Exercise aim: Render each line of the entries below as a JSON list of strings, one string per line, omitting blank lines and leaving out the pictures.

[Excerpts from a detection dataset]
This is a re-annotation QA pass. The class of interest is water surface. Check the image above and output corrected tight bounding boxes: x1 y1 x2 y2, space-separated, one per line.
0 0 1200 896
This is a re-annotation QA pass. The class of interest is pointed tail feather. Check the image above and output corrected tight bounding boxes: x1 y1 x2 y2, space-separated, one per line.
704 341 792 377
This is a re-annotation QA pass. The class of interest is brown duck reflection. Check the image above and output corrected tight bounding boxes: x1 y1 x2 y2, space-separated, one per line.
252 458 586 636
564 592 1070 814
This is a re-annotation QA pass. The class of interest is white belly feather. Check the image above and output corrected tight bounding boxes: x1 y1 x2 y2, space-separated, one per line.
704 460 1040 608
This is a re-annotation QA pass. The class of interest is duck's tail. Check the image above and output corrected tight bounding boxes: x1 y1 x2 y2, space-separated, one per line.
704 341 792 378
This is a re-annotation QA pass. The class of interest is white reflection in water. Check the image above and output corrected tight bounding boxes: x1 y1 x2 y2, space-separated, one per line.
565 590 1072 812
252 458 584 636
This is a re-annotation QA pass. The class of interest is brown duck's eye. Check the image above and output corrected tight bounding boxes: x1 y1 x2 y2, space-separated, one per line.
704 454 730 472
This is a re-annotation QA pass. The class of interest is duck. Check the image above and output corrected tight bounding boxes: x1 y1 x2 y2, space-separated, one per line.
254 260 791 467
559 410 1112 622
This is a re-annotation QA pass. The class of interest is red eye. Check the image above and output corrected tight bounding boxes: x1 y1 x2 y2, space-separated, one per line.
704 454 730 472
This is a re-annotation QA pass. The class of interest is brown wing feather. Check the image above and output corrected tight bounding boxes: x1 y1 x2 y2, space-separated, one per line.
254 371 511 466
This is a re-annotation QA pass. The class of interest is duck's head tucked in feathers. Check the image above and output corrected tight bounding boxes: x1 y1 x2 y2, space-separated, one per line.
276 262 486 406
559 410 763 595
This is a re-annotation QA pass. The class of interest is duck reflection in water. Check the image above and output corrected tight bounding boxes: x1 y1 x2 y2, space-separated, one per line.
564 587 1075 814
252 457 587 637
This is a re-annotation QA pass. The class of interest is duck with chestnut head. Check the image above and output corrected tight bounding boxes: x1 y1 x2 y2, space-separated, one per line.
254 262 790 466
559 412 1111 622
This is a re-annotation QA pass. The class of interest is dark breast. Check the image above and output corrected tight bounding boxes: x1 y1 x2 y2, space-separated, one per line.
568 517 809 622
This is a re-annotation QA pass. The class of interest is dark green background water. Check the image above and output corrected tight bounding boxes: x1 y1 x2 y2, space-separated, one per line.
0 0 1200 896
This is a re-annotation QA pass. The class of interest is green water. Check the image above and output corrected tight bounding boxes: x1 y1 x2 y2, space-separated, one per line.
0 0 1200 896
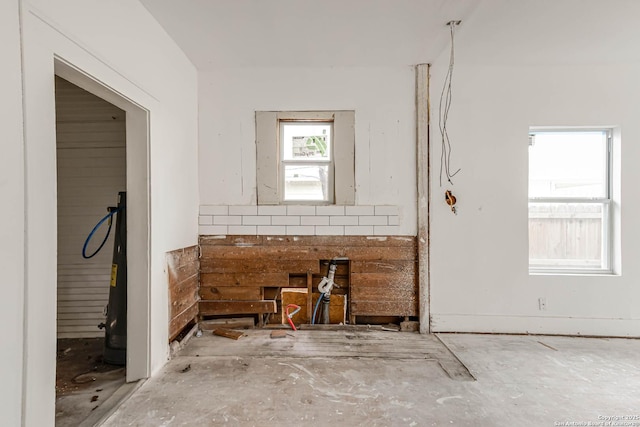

Exercise result:
[
  "This is a re-annotation QA pass. The class of interest is water surface. Check the image above and output corrected tight bounding boxes: x1 y1 x2 y2, space-separated, one per line.",
  "0 0 1200 896",
  "This is a re-annotation QA pass. The class of interest is pointed tail feather. Check the image above and output corrected tight bounding boxes: x1 y1 x2 y2, space-separated, one per line.",
  "704 341 792 377",
  "This is a re-annotation QA pass. The class of interest is brown duck reflection. Check the image above and output corrected tight bounding boxes: x1 y1 x2 y2, space-separated, one per line.",
  "252 458 586 636",
  "564 592 1070 814",
  "This is a re-annotation QA pass. The class of interest is white belly feather. Check the image above and output corrected tight bounding boxes: x1 y1 x2 y2, space-separated, one per line.",
  "704 460 1040 608",
  "This is a re-annotation QA pass. The class of interest is duck's tail. Check the image above and output corrected tight bounding boxes: x1 y1 x2 y2, space-separated, one per line.",
  "704 341 792 378",
  "This is a re-annotation QA pass. The class of interest is white reflection in water. Check the image above and output corrected tight bounding boxes: x1 y1 x2 y2, space-separated, one per line.",
  "565 590 1072 812",
  "252 458 584 636",
  "This is a re-annotation QA pass. The class of interest is brown duck's eye. Check the image above and output corrected tight bounding boxes: x1 y1 x2 y2, space-separated, one per line.",
  "704 454 730 472",
  "This is a re-annotation QA pass. The class of interest is duck. Check the image above and output corrected tight bounding boxes: x1 y1 x2 y2, space-separated, one per line.",
  "254 260 791 467",
  "559 410 1112 622",
  "This is a re-annotation QA pass. The class of interest is red eye. Check the image above and output corrected tight bounding boxes: x1 y1 x2 y2, space-separated, one per line.",
  "704 454 730 472",
  "This is a re-annotation QA pass. The class of interest is brown wing feather. Check the image above and output corrected tight bounding boxes: x1 y1 x2 y2, space-separated, one per line.",
  "254 371 511 466",
  "This is a re-annotation QA pass. The class of interest is duck's head tucked in feathers. Check the image above and output corrected tight bounding boxes: x1 y1 x2 y2, space-separated, one per line.",
  "276 262 486 406",
  "559 410 763 595",
  "This is a re-annotation QA pass. The class of interest is duck reflection in water. Check the image above and output corrected tight bounding boxes: x1 y1 x2 y2, space-separated, one per line.",
  "564 587 1075 814",
  "252 457 587 637",
  "This is a re-annotation QA pass. The class of interest is duck with chestnut head. Check the image above and output corrected tight bounding boxes: x1 y1 x2 y2, space-separated, one per line.",
  "254 262 790 466",
  "559 412 1111 622",
  "This is a re-annotation QA pass. The class of interest is dark breast. Check the image above and output corrected tight bounding boxes: x1 y1 x2 y2, space-separated, one per line.",
  "568 517 809 622",
  "This is a re-annotation QA pass. The class of interest is dark green background water. Check the image above and output corrected tight bounding boxes: x1 y1 x2 y2, space-separated, one per line.",
  "0 0 1200 896",
  "This is a re-annotation QA pass. The class of interest is green water. Check the image above and output corrected tight bounding boxes: x1 y1 x2 y2, space-separated, one per line.",
  "0 0 1200 896"
]